Data records

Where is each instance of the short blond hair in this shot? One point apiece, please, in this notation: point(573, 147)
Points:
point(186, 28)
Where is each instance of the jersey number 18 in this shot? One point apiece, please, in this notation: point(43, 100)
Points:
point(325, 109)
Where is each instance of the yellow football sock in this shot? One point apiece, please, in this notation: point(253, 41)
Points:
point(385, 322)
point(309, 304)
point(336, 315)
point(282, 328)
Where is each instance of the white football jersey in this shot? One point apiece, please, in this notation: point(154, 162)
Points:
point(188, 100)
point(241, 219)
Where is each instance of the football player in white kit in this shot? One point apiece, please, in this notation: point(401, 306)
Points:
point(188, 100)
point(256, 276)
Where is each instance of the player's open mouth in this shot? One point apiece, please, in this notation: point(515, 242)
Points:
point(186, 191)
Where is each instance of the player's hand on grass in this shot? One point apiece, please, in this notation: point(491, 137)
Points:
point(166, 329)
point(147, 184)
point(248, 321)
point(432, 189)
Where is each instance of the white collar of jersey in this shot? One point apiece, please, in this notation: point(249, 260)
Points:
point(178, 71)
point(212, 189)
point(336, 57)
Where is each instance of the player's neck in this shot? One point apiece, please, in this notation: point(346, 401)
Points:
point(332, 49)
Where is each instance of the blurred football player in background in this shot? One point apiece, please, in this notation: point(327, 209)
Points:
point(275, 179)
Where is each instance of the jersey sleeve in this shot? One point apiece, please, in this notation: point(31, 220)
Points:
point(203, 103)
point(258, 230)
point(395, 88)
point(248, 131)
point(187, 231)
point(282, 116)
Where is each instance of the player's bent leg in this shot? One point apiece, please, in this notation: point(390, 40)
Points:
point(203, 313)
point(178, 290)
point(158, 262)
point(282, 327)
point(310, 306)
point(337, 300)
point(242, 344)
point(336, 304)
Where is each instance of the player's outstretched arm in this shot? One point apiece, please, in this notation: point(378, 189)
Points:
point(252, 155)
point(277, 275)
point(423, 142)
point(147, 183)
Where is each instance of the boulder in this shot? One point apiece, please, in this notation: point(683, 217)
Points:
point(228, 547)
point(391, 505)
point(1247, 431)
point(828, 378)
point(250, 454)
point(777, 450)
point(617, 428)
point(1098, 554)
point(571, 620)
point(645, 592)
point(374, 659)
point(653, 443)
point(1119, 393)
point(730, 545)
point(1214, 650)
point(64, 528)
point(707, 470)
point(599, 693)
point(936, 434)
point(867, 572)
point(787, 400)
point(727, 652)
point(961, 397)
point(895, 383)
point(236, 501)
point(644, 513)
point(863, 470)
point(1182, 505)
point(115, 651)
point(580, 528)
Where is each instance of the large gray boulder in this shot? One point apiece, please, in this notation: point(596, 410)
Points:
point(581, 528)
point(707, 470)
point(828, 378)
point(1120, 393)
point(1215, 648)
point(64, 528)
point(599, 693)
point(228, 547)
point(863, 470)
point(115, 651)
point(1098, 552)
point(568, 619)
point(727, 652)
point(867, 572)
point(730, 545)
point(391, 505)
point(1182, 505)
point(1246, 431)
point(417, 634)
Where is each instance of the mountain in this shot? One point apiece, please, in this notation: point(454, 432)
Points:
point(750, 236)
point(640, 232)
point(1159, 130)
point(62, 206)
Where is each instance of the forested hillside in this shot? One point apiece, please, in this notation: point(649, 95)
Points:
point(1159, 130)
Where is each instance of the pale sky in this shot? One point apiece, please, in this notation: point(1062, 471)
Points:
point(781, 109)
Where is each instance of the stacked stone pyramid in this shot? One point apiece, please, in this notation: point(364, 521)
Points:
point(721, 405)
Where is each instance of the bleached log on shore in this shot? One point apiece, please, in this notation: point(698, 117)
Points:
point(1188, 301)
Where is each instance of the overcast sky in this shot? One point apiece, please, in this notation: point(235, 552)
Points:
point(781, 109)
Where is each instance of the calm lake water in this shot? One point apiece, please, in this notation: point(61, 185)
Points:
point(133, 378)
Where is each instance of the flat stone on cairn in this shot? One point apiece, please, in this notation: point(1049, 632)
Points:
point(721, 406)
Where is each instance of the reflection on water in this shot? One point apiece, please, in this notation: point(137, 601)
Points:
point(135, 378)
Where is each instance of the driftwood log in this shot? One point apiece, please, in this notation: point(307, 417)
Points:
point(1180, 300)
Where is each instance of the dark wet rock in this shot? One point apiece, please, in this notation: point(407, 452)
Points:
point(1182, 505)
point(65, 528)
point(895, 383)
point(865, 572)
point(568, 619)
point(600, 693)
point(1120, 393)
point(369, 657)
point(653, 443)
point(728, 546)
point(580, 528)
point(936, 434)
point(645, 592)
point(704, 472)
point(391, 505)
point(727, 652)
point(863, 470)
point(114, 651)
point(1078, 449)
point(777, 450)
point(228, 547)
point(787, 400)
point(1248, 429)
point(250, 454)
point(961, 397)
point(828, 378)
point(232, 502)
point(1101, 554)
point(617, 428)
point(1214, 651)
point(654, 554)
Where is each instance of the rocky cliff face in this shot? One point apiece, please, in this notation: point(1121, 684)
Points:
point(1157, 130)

** Action item **
Extract the entries above verbatim.

** Answer section **
Where is each instance of the short blond hair in this shot? One point apiece, please, in this notation: point(573, 147)
Points:
point(186, 28)
Where is each instance of the jersey number 18 in this shot? One point apiece, please, in this notation: point(43, 100)
Points:
point(325, 109)
Where is each instance of the yellow football sock in this shot? One point apiece, please, in this notation: point(253, 41)
Points:
point(385, 322)
point(309, 304)
point(336, 315)
point(282, 328)
Where is each instance of the white football jersey in this shot? One point apiece, please, in this notation: point(154, 162)
Points:
point(188, 100)
point(241, 219)
Where is each instance of the football player in white kit in this shot? One point apiece, please, in this notation: point(401, 306)
Points:
point(188, 100)
point(256, 276)
Where is each instance of the player's open mouth in this shot? One point apiece, please, in this notation: point(515, 242)
Points:
point(186, 191)
Where is each instance of the player's hand on grass in this shot? One point apiece, please, in this notation: point(491, 137)
Points:
point(166, 329)
point(147, 184)
point(248, 321)
point(432, 189)
Where is each instance of the white collar of jersey in this shot? One point apiece, please, in this notation: point(249, 260)
Points:
point(178, 71)
point(212, 189)
point(336, 57)
Where is each instance of the player's neck in this shot? One point apiece, please, in this notation: point(346, 401)
Points:
point(332, 49)
Where is each instance of the blurred football player in background in this shot? One point apiece, please, in this notation: point(327, 209)
Points:
point(275, 179)
Where is each instance of the jersey sleeve in this shot? One point apiece, please, in this notation: point(31, 220)
Points:
point(203, 103)
point(258, 230)
point(395, 88)
point(248, 131)
point(187, 231)
point(282, 116)
Where is each instance of the player's bent leg in this shot? One point apiece, please, in this notation: point(390, 40)
Points:
point(203, 313)
point(178, 290)
point(158, 262)
point(282, 327)
point(310, 306)
point(337, 300)
point(242, 344)
point(336, 304)
Where is each instance of the player's outstretched arm in this shot? One point apiece, please, in this notation: point(378, 189)
Points:
point(252, 155)
point(277, 275)
point(423, 142)
point(147, 183)
Where is each instance of the boulder in this shot? One point apiece, please, in this notation: point(683, 217)
Points:
point(228, 547)
point(391, 505)
point(1247, 431)
point(828, 378)
point(250, 454)
point(777, 450)
point(617, 428)
point(1098, 554)
point(571, 620)
point(645, 592)
point(374, 659)
point(653, 443)
point(1119, 393)
point(730, 545)
point(1214, 650)
point(64, 528)
point(707, 470)
point(599, 693)
point(936, 434)
point(867, 572)
point(787, 400)
point(727, 652)
point(961, 397)
point(895, 383)
point(236, 501)
point(644, 513)
point(863, 470)
point(1182, 505)
point(115, 651)
point(580, 528)
Where is each instance of the large gray boulder in this shot? One point apiece, please, in this notation: point(596, 410)
Points:
point(581, 528)
point(707, 470)
point(828, 378)
point(1120, 393)
point(1215, 648)
point(64, 528)
point(599, 693)
point(228, 547)
point(863, 470)
point(115, 651)
point(1098, 552)
point(568, 619)
point(727, 652)
point(867, 572)
point(730, 545)
point(391, 505)
point(1182, 505)
point(1246, 431)
point(417, 634)
Where is each instance of the mountain in this shot? One point apiece, please, in this notation: point(454, 432)
Points:
point(750, 236)
point(640, 232)
point(1159, 130)
point(62, 206)
Where is each instance of the forested hillside in this shot? One point apiece, please, in this notation: point(649, 95)
Points:
point(1159, 130)
Where is each instance of the pale sky in this shot? One point apiece, please, in this notation: point(1062, 471)
Points:
point(781, 109)
Where is each instance of the stacked stone pyramid in this shot? One point apiece, please, in this notation: point(364, 521)
Points:
point(721, 405)
Where is each instance of the bleached log on shore in this shot? One point apiece, please, in this notation: point(698, 117)
Points:
point(1188, 301)
Where is each instance of the overcast sky in this shot? One point apiece, please, in this notation: point(235, 552)
Points:
point(781, 109)
Where is each instance of the calm lake water in this shot? One point apiece, please, in this notation: point(61, 185)
Points:
point(133, 378)
Where is each instance of the flat stone on cairn in this shot? One point apiece, please, in this notation: point(1049, 632)
Points:
point(721, 406)
Where is each instance of the reflection on water in this shot? One point apiece, please, in this notation: point(137, 601)
Points:
point(135, 378)
Where is each instance of the driftwood log in this shot? One point apiece, please, in this notation: point(307, 417)
Points:
point(1180, 300)
Where is each instance of the dark wet rock in this shot? One point apiece, please, in this notation: point(407, 452)
Points:
point(1182, 505)
point(65, 528)
point(895, 383)
point(865, 572)
point(568, 619)
point(600, 693)
point(1120, 393)
point(369, 657)
point(653, 443)
point(728, 546)
point(580, 528)
point(936, 434)
point(645, 592)
point(704, 472)
point(391, 505)
point(727, 652)
point(863, 470)
point(114, 651)
point(1078, 449)
point(777, 450)
point(228, 547)
point(787, 400)
point(1248, 429)
point(250, 454)
point(961, 397)
point(828, 378)
point(232, 502)
point(1101, 554)
point(617, 428)
point(1214, 651)
point(654, 554)
Where is each instance of the rocky cliff face in this shot? One point apiece, please, in this notation: point(1121, 684)
Points:
point(1157, 130)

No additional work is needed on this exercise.